[Segmentation dataset excerpts]
::::::::::
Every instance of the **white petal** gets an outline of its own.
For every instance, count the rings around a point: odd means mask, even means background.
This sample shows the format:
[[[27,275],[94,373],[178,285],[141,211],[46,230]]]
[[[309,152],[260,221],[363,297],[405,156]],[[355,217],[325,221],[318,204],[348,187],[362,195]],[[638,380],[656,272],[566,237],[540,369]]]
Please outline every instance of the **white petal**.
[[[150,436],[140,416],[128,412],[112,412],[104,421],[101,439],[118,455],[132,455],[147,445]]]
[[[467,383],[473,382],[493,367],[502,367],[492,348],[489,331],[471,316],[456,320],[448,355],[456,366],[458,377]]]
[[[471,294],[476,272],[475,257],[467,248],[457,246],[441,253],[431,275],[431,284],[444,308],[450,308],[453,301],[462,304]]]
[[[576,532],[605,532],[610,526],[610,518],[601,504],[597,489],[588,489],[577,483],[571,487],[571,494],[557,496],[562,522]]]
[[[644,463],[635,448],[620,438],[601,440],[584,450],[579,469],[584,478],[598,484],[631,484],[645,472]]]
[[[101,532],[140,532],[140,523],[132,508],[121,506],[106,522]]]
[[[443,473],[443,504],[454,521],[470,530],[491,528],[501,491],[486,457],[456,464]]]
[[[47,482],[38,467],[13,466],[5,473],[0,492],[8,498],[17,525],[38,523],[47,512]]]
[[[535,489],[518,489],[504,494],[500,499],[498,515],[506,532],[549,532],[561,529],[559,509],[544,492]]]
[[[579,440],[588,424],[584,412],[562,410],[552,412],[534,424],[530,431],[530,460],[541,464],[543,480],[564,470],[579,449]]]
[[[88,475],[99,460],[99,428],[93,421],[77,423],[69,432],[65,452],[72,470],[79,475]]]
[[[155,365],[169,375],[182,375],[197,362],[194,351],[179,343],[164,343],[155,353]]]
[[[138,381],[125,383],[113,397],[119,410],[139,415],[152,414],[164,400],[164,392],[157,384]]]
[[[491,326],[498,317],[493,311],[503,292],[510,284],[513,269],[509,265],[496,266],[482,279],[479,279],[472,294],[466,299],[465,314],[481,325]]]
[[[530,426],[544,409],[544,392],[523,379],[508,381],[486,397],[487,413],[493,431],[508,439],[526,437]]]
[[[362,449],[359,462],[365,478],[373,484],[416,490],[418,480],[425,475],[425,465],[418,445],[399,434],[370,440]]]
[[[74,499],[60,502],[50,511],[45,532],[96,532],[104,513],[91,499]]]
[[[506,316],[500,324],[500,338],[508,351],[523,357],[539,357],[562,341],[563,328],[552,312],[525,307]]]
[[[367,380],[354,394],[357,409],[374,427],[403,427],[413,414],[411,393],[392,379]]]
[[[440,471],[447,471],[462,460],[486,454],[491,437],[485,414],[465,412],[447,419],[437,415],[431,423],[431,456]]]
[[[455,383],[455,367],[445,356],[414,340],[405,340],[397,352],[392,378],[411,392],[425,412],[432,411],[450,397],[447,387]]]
::::::::::
Render the stretch of material from its first line through the line containing "[[[27,275],[94,373],[178,285],[141,211],[46,230]]]" as a numbered list, leaving out any blank lines.

* [THE REPLY]:
1. Every instance of the **white petal** gets an outline of its own.
2. For every instance, count the rings around a point: odd means mask, even means background.
3. This sample shows the format:
4. [[[27,275],[94,373],[178,285],[141,211],[46,230]]]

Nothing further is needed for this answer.